» EXERCISE
In the lubricating fluid text, what temperature range is the reaction carried out at?

***** PAGE TEXT *****

A polar lubricating fluid and its synthesis

Abstract

 A polar lubricating fluid comprising aliphatic molecules having hydroxy or ester functional groups. the alcohol lubricant molecules have at least 20 carbon atoms and the ester molecule comprises between 26 and 100 carbon atoms. The oxygenate content of both molecules is at least 0.2 mmoles per gram of lubricant. The alcohol lubricating fluid is produced by a process coprising hydroformylating olefins having at least 20 carbon atoms in the presence of a hydroformylating catalyst and synthesis gas comprising H₂ and CO. The ester lubricating fluid is produced by a subsequent acylation. The reaction is carried out between 150°C and 300°C.

Description

[0001] This invention relates to synthetic polar lubricating fluids; and to processes for their preparation.

[0002] Conventional lubricating fluids can be prepared by formulating saturated hydrocarbons with an additive package. The compositions of additive packages are well known and comprise constituents such as those disclosed in "Lubrication and Lubricants." Kirk-Othmer-Encyclopedia of Chemical Technology, 3rd Ed., Vol. 14, pages 490-496. Additive packages help to reduce friction between moving parts; to reduce metal reactivity and corrosion; and to prevent formation of gum and varnish in service. However, to solubilize the additive packages, substantial quantities of polar compounds must be added to the lubricating fluid. For example, adipate esters such as bis-tridecanol adipate have been added in amounts of about 20% by weight.

[0003] When such large amounts of solubilising agent are added to a lubricating fluid, properties such as seal swell, viscometry and oxidation stability become a concern. Seal swell is a measure of the ability of a lubricating fluid to swell a seal, thus enhancing its sealing function. The viscometric properties concerned are the viscosity and viscosity index of the material. Oxidation stability of a lubricanting fluid represents its resistance to oxidation and the tendency to form gum and sediment. When materials deficient in these properties are added in large amounts in formulating a lubricating fluid its effectiveness will be impaired.

[0004] The polar compounds used as solubilizing agents usually add seal swell capacity, but may not have viscometric properties or oxidation stability comparable to that of the basestock. By adding such a solubilizing agent, these properties will necessarily be impaired. Furthermore, most of the conventional polar materials used, such as the adipates, are expensive, and it would be desirable to produce a lubricant in a more economical fashion.

***** RAW DATA *****

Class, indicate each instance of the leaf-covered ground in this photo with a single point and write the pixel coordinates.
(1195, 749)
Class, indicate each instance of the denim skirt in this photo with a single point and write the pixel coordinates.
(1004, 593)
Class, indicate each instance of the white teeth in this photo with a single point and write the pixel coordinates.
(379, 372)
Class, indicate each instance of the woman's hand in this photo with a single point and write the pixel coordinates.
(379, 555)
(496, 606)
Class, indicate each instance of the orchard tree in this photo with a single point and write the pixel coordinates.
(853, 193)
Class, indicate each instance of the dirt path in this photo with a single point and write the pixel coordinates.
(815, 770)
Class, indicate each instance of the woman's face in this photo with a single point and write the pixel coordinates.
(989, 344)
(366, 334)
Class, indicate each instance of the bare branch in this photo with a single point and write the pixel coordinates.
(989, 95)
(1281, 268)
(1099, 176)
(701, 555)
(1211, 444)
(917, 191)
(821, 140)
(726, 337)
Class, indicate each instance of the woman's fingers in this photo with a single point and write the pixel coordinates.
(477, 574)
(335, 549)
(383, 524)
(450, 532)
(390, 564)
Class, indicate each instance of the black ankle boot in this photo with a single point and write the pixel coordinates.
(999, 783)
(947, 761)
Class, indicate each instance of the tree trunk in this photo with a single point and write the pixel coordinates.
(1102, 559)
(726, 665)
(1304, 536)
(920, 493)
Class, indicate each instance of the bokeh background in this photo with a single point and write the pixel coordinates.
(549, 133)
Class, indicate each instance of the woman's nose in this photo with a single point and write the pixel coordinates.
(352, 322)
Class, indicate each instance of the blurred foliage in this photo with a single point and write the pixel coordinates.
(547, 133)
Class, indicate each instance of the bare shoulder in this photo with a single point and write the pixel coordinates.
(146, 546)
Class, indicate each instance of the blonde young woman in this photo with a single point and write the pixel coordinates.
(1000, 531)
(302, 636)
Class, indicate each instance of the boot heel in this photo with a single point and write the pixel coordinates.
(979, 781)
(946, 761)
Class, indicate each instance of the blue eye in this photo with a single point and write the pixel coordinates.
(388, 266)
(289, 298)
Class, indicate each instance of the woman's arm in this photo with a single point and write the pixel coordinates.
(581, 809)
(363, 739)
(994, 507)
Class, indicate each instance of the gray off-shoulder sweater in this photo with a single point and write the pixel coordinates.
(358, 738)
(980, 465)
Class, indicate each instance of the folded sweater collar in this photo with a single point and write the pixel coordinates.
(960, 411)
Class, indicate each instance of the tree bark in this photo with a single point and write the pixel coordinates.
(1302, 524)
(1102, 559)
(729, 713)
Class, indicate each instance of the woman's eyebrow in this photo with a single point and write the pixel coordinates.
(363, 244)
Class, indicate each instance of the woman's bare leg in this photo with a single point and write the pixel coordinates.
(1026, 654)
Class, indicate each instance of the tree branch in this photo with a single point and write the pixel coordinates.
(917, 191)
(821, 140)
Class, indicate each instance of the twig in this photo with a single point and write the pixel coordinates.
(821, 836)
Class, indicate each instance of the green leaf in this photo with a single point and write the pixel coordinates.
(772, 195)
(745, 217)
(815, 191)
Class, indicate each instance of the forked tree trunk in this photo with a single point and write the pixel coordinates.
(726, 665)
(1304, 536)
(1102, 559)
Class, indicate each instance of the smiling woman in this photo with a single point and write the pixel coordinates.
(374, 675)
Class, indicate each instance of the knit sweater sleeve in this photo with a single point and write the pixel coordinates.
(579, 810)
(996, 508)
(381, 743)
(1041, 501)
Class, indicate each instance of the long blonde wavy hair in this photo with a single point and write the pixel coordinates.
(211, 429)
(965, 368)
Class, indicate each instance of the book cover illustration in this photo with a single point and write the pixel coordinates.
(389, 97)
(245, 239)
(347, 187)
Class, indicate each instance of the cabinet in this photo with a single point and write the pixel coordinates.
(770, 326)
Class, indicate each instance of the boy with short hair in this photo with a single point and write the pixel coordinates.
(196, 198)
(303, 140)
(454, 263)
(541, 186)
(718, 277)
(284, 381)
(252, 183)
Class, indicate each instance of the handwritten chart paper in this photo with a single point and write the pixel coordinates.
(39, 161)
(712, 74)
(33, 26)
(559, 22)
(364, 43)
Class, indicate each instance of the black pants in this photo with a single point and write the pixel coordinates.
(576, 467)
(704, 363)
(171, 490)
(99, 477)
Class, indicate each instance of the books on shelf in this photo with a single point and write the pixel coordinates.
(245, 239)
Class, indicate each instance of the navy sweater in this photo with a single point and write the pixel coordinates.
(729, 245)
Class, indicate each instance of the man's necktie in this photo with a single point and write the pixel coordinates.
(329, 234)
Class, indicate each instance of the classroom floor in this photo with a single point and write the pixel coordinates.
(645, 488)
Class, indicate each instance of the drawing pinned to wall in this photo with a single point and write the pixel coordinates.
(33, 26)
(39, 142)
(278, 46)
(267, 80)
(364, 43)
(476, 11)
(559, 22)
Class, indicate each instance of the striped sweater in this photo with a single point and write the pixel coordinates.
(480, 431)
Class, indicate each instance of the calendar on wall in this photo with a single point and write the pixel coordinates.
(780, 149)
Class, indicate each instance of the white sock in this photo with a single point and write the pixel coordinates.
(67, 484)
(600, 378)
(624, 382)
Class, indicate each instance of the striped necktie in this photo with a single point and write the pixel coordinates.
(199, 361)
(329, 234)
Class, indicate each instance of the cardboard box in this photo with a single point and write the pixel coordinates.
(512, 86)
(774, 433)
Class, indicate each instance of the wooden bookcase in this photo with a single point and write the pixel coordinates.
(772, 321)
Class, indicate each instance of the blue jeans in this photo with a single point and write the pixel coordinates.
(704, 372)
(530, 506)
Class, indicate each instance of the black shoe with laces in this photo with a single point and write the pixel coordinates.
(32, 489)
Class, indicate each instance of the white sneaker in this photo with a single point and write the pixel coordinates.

*****

» COMPLETE RESPONSE
Between 150°C and 300°C.